Task directions: Continue the reflection on injustice and hope in 2020 from its last sentence, keeping its voice and line of thought.

We’ve seen horrible things recently. There are always horrific things happening in the world, brokenness is always there, but the first half of 2020 feels clouded with suffering, hurt, and sin. Murders, racism, rioting, anarchy, economic drops, sickness, things that make us say, “Oh no! How could this be happening?” King Solomon, who lived among life comforts in every form, saw similar things in his time, and his writings confirm that our only hope comes from beyond the sun: Jesus Christ.

Here on the earth, where things are broken, safe places, churches, youth centers, summer camps, are not always safe. When we find that safe places are not safe, it not only creates chaos in our culture but unsettledness in our hearts. God has written His law on our hearts, which means we inherently know that wrongdoings need justice. Even a child whose toy has been taken from him knows that justice must be served. So, we create justice systems, but they fall short because systems are only as just as the people enforcing them.

We can take comfort in knowing that every injustice you see with your eyes is hated by God; it will be perfectly judged by God and met with God’s immediate mercy. When we sin against one another, we also sin against God. God is always the common denominator victim in every sin committed from one human to another. As a result, we long for the day of justice.

Every single human life is important to God and should be important to us. In America, people with darker skin have been mistreated throughout the history of our country. It is wrong, and we acknowledge that it is wrong. Oppression is a sin, and sin only has one remedy: Jesus Christ. God sent Jesus to die and rise, proving His justice and life after death. This remedy has been entrusted to the Church. The most important thing you can do for the cause of justice is to share the gospel with people who don’t know.

Phrase grounding data:

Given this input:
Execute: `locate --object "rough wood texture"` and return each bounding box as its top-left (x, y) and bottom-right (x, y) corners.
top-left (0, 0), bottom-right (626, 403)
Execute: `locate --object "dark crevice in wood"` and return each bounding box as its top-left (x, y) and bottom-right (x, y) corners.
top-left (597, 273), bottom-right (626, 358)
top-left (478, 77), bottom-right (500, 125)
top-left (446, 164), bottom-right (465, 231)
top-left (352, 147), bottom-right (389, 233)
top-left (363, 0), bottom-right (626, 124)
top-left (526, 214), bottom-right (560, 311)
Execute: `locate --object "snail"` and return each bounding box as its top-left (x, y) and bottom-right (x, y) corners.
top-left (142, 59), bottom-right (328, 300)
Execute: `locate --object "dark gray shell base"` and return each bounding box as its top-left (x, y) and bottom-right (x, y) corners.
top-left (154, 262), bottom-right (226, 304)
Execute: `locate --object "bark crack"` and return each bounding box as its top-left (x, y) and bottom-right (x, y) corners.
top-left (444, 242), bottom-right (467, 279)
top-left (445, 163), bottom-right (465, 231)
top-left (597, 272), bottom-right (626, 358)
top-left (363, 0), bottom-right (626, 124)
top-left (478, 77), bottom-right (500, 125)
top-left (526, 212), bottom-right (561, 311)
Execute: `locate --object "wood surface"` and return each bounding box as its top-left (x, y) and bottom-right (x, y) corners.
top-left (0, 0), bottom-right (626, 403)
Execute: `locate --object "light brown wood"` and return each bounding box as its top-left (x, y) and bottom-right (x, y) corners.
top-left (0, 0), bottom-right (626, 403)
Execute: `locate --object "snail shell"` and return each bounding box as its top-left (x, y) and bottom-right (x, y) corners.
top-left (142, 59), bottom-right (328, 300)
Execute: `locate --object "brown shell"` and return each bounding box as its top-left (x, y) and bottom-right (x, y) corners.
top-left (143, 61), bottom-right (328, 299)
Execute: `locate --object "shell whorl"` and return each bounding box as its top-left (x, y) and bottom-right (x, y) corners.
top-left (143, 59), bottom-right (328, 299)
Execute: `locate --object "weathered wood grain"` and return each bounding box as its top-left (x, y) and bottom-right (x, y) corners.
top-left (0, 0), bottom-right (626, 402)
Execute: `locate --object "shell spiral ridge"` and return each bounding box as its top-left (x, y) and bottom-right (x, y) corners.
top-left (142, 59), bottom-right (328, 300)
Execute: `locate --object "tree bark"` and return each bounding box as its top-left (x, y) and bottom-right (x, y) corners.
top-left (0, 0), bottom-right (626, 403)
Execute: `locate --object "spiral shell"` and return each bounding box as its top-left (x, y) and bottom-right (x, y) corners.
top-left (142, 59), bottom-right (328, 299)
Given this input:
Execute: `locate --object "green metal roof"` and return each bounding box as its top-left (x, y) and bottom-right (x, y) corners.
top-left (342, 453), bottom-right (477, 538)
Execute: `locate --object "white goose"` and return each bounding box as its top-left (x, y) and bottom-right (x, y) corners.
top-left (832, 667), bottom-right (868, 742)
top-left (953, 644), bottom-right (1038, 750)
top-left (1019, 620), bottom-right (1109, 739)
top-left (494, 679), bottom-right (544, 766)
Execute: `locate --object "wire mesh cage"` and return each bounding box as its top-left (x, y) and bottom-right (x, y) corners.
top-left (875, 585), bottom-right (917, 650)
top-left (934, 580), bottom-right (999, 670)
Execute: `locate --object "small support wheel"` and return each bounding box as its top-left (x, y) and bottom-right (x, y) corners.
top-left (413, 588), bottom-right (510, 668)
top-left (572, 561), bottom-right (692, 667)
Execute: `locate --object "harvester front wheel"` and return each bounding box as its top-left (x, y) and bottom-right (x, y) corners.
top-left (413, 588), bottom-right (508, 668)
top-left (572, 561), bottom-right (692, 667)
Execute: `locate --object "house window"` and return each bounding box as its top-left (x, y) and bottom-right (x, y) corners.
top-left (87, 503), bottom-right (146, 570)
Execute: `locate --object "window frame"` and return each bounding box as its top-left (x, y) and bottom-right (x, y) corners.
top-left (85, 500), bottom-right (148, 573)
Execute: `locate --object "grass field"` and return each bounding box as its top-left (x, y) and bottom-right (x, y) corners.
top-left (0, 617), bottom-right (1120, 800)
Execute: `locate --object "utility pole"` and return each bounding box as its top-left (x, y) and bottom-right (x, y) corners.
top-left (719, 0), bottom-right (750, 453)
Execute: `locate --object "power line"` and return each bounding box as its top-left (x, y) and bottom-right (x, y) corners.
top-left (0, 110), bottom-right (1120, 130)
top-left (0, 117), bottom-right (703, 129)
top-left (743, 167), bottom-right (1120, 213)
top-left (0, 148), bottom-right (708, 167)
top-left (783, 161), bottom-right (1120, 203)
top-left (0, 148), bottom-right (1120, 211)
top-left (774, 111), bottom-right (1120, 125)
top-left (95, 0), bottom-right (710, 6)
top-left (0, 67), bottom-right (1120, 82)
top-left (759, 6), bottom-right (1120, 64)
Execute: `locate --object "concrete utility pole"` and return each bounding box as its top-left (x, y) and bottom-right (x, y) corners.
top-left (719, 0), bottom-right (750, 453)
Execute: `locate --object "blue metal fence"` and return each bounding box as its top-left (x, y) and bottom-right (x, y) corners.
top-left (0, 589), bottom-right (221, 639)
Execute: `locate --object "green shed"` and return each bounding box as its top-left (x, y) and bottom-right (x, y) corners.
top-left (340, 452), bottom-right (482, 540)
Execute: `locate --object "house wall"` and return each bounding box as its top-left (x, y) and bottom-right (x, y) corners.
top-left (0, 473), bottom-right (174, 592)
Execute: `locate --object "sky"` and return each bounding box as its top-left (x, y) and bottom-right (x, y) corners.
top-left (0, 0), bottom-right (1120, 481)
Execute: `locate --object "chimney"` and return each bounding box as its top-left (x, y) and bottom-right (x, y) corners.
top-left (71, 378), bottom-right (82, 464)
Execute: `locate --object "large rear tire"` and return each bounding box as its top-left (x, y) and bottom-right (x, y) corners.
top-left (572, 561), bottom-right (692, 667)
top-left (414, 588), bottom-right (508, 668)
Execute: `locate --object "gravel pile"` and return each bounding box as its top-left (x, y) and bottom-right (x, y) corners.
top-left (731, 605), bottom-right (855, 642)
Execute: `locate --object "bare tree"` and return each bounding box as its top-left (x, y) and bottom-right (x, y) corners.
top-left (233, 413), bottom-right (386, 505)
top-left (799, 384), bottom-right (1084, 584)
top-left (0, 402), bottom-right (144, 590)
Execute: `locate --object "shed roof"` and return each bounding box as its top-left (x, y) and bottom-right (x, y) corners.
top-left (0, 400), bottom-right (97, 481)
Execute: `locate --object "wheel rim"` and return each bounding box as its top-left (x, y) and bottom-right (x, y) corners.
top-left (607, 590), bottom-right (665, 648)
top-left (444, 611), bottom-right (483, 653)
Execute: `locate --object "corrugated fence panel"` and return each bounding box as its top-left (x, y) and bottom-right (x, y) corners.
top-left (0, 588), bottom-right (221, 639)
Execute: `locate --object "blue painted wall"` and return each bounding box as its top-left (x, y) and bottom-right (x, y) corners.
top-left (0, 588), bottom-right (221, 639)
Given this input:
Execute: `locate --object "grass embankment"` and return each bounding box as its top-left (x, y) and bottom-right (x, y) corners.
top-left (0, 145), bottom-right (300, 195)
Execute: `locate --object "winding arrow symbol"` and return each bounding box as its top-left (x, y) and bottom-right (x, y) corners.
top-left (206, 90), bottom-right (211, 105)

Answer to the problem:
Another symptom of brokenness in this world is the restlessness we feel that is caused by envy. No matter what we have, we tend to see what others have that we do not. This creates envy. By believing we would be happy if we had what others have, we toil. Some even resist the futility of working to accumulate by running in the opposite direction. God has woven work and rest into the rhythm of life for a purpose. He calls us to love well, work hard, and rest!

Chasing success leads to great loneliness. Solomon saw the lonely CEO: he works, returns to a drafty house, counts his money, and goes to bed without a friend. This is not how God intends for us to live. It is not good for man to be alone! We are to pursue friendship in this life to combat loneliness, provide help, bring warmth, and feel protection.

And there is the peril we feel that comes with an increase or pursuit of popularity. When Solomon succeeded David as king, all the people came out to celebrate him. The more people who praise you, the more risk you carry in getting too proud to take advice. Since the Fall, we choose others, especially those whose heads are exposed due to fame or leadership. At times, leaders need to be replaced. But too often we miss out on the possibility of growth and sanctification because our eyes are fixed on the wrong savior. Only Jesus will rule with perfection!



  1. The unjust oppression of the weak. (Ecclesiastes 3:16-4:3) 

    1. Romans 3:10 — God has written His law on our hearts. 

    2. Hebrews 9:27 — God will judge. 

    3. Matthew 6:10 — Oppression is a sin with one remedy. God entrusted His church with this remedy. Share the gospel. Pray. Vote. Peaceful protest. Comfort. 

  2. The restlessness caused by envy. (Ecclesiastes 4:4-6)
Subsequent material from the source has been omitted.